**What the task requires**
Can you rewrite the material below with "detection model" renamed to "localization model" throughout, leaving everything else unchanged and omitting the pictures?

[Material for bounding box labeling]
+++

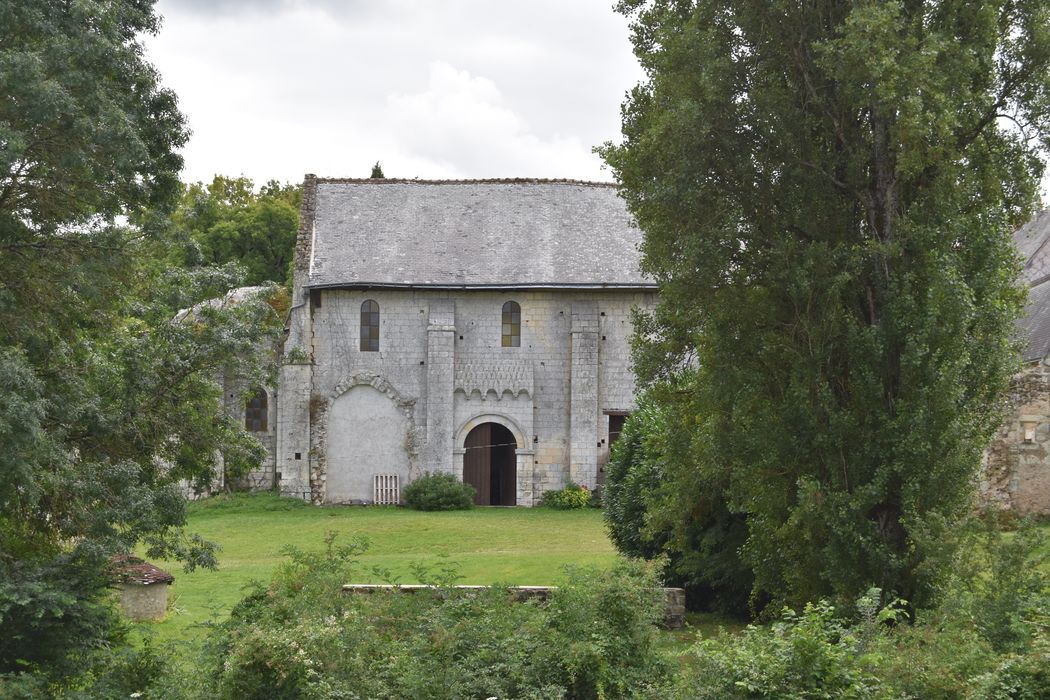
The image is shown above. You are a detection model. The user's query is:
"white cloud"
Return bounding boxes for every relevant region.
[146,0,639,181]
[387,61,603,179]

+++

**Response to the exercise**
The image is shown above. You are a localization model. The user's query is:
"white cloud"
Return bounding boxes for every relevant region.
[146,0,639,181]
[387,61,603,179]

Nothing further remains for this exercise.